:: REQUIRED WORK ::
Return the lines beginning at the one that contains "point: stone block" and continuing to the end of the entries, including both ends, exactly as written and nothing else.

------ TASK MATERIAL

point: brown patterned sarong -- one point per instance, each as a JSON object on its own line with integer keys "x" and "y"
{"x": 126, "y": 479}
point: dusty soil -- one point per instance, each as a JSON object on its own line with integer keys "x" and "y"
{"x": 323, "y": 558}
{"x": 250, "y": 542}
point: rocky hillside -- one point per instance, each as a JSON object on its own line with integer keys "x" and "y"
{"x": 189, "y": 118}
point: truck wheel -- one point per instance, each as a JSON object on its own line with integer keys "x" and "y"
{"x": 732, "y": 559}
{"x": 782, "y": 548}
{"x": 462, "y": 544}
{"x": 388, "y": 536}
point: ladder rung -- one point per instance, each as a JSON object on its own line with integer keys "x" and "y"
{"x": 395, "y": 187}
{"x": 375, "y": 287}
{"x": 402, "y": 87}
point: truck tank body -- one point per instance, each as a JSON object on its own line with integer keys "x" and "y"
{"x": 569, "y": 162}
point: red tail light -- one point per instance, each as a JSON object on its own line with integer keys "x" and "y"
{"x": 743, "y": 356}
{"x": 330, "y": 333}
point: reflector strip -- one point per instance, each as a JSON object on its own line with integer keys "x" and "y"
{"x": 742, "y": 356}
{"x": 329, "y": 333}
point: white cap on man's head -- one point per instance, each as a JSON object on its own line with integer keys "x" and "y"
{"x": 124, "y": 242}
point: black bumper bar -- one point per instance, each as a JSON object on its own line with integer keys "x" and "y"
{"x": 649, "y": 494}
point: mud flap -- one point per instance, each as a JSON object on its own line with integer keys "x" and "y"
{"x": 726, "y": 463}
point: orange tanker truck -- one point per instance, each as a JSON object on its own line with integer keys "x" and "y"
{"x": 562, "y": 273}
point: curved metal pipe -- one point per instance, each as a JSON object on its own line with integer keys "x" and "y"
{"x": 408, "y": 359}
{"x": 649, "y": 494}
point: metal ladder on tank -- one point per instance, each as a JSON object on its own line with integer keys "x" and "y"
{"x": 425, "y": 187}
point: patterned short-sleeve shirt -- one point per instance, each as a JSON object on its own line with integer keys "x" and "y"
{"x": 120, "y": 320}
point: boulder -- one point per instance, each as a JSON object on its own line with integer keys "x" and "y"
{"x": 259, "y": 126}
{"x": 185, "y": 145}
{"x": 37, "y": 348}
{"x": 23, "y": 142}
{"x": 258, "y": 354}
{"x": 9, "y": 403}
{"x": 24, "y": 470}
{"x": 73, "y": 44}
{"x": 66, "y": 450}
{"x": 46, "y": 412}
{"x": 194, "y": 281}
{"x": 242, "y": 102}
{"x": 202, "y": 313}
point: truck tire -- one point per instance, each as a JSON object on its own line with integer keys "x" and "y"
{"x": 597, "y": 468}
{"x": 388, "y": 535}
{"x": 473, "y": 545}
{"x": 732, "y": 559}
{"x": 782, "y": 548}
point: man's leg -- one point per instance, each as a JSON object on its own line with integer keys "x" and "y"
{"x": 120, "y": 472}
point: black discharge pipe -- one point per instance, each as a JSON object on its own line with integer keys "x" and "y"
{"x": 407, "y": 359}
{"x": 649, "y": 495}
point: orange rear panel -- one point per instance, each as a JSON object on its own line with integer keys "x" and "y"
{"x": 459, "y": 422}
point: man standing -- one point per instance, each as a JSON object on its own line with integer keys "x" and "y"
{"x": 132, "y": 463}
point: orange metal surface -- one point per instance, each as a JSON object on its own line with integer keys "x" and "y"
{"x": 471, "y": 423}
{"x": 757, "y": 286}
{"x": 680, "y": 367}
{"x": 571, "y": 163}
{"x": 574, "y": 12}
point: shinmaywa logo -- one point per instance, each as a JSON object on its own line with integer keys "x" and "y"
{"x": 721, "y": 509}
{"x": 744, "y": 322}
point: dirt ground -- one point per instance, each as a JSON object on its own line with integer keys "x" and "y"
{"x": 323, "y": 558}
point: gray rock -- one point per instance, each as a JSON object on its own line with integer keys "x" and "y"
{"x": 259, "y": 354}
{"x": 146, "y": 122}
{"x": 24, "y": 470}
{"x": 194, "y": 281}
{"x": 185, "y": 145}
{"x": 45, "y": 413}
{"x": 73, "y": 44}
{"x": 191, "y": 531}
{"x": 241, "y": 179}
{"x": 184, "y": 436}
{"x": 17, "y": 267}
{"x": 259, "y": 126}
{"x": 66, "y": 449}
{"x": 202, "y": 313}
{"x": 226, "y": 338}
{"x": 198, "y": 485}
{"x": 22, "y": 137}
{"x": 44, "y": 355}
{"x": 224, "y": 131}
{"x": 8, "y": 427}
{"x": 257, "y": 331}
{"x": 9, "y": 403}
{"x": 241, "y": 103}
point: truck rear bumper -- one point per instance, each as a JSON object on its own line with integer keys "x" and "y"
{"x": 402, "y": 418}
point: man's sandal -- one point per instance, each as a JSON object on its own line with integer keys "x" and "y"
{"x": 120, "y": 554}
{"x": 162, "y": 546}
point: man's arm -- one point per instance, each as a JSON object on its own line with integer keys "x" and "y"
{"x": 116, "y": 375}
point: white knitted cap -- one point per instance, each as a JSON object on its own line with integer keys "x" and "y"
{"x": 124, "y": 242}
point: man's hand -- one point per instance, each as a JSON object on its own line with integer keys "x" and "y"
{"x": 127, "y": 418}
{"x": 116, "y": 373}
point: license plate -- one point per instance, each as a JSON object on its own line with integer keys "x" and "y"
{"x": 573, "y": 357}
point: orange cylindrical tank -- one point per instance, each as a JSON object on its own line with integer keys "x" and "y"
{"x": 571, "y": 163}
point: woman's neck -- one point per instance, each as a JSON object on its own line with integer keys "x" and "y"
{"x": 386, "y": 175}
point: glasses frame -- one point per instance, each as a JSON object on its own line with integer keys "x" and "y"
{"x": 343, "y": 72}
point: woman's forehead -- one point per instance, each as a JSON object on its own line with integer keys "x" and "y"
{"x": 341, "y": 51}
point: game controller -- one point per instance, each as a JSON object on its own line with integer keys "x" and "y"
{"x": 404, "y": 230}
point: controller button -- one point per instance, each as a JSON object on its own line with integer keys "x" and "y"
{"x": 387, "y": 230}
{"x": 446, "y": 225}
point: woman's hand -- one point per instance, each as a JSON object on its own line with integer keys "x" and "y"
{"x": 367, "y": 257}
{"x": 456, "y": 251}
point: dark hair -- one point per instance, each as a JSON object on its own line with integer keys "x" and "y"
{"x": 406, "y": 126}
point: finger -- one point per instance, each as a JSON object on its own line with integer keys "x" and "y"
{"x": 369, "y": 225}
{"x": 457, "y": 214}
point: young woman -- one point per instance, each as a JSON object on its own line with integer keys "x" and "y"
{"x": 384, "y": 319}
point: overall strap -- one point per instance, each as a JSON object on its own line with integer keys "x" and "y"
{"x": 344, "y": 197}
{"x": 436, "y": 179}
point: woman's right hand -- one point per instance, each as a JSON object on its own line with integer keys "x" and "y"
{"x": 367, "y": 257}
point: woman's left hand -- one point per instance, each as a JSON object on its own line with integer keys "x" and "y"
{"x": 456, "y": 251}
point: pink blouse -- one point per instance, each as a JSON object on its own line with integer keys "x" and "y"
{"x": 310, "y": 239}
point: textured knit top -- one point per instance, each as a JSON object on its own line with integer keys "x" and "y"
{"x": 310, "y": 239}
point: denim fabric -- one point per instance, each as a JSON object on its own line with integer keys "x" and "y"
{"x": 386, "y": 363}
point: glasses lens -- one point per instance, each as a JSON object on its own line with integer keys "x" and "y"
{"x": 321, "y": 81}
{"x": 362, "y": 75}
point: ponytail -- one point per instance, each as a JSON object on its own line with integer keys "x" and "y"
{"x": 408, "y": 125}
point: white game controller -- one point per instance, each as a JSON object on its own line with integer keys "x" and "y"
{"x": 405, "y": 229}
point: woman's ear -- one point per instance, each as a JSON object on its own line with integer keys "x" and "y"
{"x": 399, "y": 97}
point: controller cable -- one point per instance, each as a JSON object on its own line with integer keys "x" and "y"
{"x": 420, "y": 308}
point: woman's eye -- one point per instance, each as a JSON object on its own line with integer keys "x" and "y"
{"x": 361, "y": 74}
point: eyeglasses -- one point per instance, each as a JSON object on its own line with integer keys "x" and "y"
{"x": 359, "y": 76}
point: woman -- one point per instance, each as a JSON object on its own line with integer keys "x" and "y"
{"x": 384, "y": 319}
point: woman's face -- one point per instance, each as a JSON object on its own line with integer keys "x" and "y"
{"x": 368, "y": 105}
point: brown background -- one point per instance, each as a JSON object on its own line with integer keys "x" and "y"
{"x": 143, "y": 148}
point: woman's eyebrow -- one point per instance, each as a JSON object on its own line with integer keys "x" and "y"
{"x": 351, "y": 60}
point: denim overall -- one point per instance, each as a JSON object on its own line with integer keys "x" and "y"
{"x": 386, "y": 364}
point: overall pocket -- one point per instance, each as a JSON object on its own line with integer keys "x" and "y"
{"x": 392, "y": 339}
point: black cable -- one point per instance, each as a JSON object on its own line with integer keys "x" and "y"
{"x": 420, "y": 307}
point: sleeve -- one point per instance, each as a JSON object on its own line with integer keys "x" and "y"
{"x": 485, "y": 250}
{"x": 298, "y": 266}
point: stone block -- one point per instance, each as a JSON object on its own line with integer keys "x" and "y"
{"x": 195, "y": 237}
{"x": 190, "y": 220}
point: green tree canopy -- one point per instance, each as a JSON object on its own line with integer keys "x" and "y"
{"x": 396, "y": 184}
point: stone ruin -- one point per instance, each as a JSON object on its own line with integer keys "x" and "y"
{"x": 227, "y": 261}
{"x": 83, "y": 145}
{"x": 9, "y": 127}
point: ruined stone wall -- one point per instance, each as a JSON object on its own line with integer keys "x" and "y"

------------

:: SOLUTION FOR THIS TASK ::
point: stone block -- one point per instance, each as a JSON object on its own line with integer keys "x" and "y"
{"x": 195, "y": 237}
{"x": 190, "y": 220}
point: green tree canopy -- one point per instance, each as a JSON object on its own line with integer keys "x" and "y"
{"x": 396, "y": 184}
point: stone ruin -- one point per instance, each as a JSON object on its own line with integer keys "x" and "y"
{"x": 227, "y": 261}
{"x": 83, "y": 145}
{"x": 9, "y": 127}
point: ruined stone wall -- one point per instance, each as a JSON object on its own line with integer keys "x" and "y"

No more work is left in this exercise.